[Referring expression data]
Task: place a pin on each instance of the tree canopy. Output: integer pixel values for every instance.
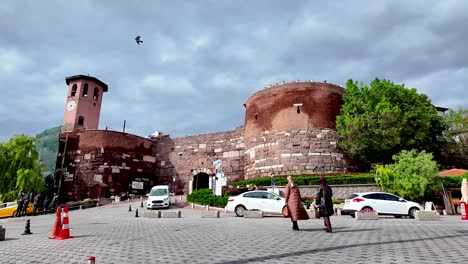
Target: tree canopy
(382, 119)
(412, 176)
(19, 168)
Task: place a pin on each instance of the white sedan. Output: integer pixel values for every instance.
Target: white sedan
(382, 202)
(262, 200)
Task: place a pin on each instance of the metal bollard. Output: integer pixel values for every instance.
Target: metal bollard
(91, 260)
(27, 230)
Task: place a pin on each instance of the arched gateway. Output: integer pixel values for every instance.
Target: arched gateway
(200, 179)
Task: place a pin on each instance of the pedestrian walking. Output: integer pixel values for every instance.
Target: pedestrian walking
(294, 203)
(45, 204)
(25, 204)
(53, 203)
(19, 202)
(37, 202)
(324, 202)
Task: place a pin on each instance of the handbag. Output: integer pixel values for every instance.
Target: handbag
(317, 212)
(286, 211)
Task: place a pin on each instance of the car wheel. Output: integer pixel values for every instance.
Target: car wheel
(412, 212)
(240, 209)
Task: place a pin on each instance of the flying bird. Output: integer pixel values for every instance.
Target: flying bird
(137, 39)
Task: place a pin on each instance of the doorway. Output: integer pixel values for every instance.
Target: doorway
(200, 181)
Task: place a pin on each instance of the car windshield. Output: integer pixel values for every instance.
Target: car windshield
(158, 192)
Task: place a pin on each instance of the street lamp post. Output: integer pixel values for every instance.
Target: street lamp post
(173, 185)
(273, 183)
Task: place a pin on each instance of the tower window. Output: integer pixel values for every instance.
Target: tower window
(298, 107)
(85, 90)
(73, 93)
(96, 94)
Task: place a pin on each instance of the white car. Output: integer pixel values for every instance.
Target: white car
(265, 201)
(382, 202)
(158, 197)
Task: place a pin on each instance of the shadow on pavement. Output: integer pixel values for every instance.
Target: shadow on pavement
(319, 250)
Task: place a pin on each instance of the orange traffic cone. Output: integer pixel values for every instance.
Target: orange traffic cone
(57, 226)
(65, 232)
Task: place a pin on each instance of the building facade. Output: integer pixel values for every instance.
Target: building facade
(289, 129)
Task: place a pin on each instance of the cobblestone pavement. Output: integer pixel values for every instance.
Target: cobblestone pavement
(114, 235)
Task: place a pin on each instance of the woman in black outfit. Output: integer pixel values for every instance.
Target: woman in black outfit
(325, 205)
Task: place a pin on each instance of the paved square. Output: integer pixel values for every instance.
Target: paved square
(114, 235)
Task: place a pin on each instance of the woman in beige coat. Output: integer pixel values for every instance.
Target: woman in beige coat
(294, 203)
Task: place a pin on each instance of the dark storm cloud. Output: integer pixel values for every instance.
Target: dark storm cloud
(201, 60)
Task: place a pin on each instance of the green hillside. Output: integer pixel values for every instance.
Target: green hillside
(47, 146)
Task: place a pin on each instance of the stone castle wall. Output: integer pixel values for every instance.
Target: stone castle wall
(289, 129)
(292, 152)
(187, 156)
(300, 105)
(113, 157)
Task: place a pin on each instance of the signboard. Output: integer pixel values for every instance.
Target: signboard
(98, 177)
(217, 166)
(137, 185)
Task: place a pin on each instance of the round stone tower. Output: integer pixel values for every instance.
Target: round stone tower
(290, 129)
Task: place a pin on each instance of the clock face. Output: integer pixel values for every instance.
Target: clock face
(71, 106)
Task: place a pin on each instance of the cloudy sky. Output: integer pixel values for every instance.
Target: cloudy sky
(201, 60)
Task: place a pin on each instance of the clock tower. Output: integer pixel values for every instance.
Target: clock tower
(83, 105)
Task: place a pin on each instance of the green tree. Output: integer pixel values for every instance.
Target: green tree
(19, 168)
(412, 176)
(382, 119)
(457, 121)
(455, 153)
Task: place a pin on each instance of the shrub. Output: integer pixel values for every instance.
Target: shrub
(310, 180)
(453, 181)
(412, 176)
(206, 197)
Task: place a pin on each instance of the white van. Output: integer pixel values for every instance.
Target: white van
(158, 197)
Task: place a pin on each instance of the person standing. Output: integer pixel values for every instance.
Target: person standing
(45, 204)
(19, 208)
(326, 205)
(294, 203)
(53, 203)
(25, 204)
(37, 203)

Task statement: Reproduce every record verbatim, please. Omit the images.

Written answer:
Task: place a pin on each instance of the tree canopy. Output: integer pixel values for every instance.
Target: tree canopy
(382, 119)
(412, 176)
(19, 168)
Task: place a pin on each instance of the white sedan. Output: integer pixel values for every instance.
Target: white sedan
(382, 202)
(262, 200)
Task: place a pin on each instance of the metal bollard. Output: integer pixel values for every instance.
Target: metal bollard
(91, 260)
(27, 230)
Task: place a pin on each instance of the arched gateway. Output: integer pixel values for every instance.
Target: arched gateway
(200, 179)
Task: place a pin on each instance of the pedestrian walking. Output: integer pixel values for every instance.
Target: pedestrian walking
(294, 203)
(45, 204)
(25, 204)
(53, 203)
(19, 202)
(37, 202)
(324, 202)
Task: place a pin on each instance of the handbag. Output: integer pixel values for every instance.
Target: handbag
(317, 212)
(286, 211)
Task: place a pin on each instance of the car wheel. Output: integer pixel values for every instance.
Target: car wheel
(412, 212)
(240, 209)
Task: place a pin on each instance of the flying bird. Output: integer pixel values for every instance.
Target: flying bird
(137, 39)
Task: place a pin on each instance of the doorway. Output: integer pixel values for every instance.
Target: doorway
(200, 181)
Task: place a pin on each instance of the car windshield. Output: integer pixel values for every instance.
Target: car windshield
(158, 192)
Task: place a pin on each instance of the street lamp post. Output: integer pixel values for every instance.
Target: street lamp post
(173, 185)
(273, 183)
Task: place a pin on each instance of the tower window. Output: integer pixel values for every instance.
Target: tower window
(298, 107)
(85, 90)
(73, 93)
(96, 94)
Task: place a pin on each instance of the white car. Output: integer pixel values for every instance.
Target: white car
(265, 201)
(382, 202)
(158, 197)
Task: place a pin on each instance of the shadow on pavement. Output: integer pixel values for every instance.
Target: shadow on pavement
(319, 250)
Task: place a pin on each instance of the orange traffic cone. Output: integer pixel values for every instance.
Target: orange traffic cone
(57, 226)
(65, 232)
Task: place a pin on each instance of the building facade. Output: integer pixel values for every instance.
Target: building facade
(289, 129)
Task: place a pin on each instance of the cobblestone pavement. Output: integer pixel values for every instance.
Target: cobblestone pavement
(114, 235)
Task: place a pin on each instance of the woman in black outfit. Output: integer pixel values for every instance.
Target: woman in black outfit
(325, 205)
Task: place a pin on each instance of the paved square. Output: integer pixel values for every instance.
Target: paved square
(114, 235)
Task: place a pin on each instance of the woman in beige coat. Output: integer pixel values for every instance.
Target: woman in beige coat
(294, 203)
Task: place a pin on each instance of the dark storm cloud. Output: integer pixel values for every instance.
Target: dark storm cloud
(201, 60)
Task: place a pin on each instance of the green hillside. Output: integer pixel values for every instance.
Target: green hillside
(47, 146)
Task: place a pin on each instance of the stone castle wall. Output: integer pixel values for every instance.
Target: stone castle wall
(289, 129)
(292, 152)
(187, 156)
(300, 105)
(113, 157)
Task: place a pin on each instance of the signboard. Output: integer pixel values for every instance.
Target: signboard
(98, 177)
(217, 166)
(137, 185)
Task: place a pin on each instance of the round stone tower. Output: integer pixel values for every instance.
Target: round stone tower
(290, 129)
Task: place a pin on each instance of the clock face. Output: integer pixel values for every instance.
Target: clock face
(71, 106)
Task: place a pin on each instance of the cloudy sky. Output: integer pixel values for every instance.
Target: cloudy sky
(201, 60)
Task: place a pin on each instance of the clock tower. Output: integer pixel values for every instance.
Target: clock tower
(83, 105)
Task: place a pin on each instance of the green tree. Output: integer pixel values for every instance.
Target: green tree
(19, 168)
(412, 176)
(382, 119)
(457, 121)
(455, 153)
Task: place a pin on each instance of the shrub. Output: integer pixel values for every instance.
Target: shrub
(310, 180)
(453, 181)
(412, 176)
(206, 197)
Task: place a pin on each instance of the white van. Output: integer pixel values for every instance.
Target: white van
(158, 197)
Task: place a pin on each instance of the person standing. Output: integer pixel values for every instance.
Target: person standing
(45, 204)
(19, 208)
(326, 205)
(294, 203)
(53, 203)
(25, 204)
(37, 203)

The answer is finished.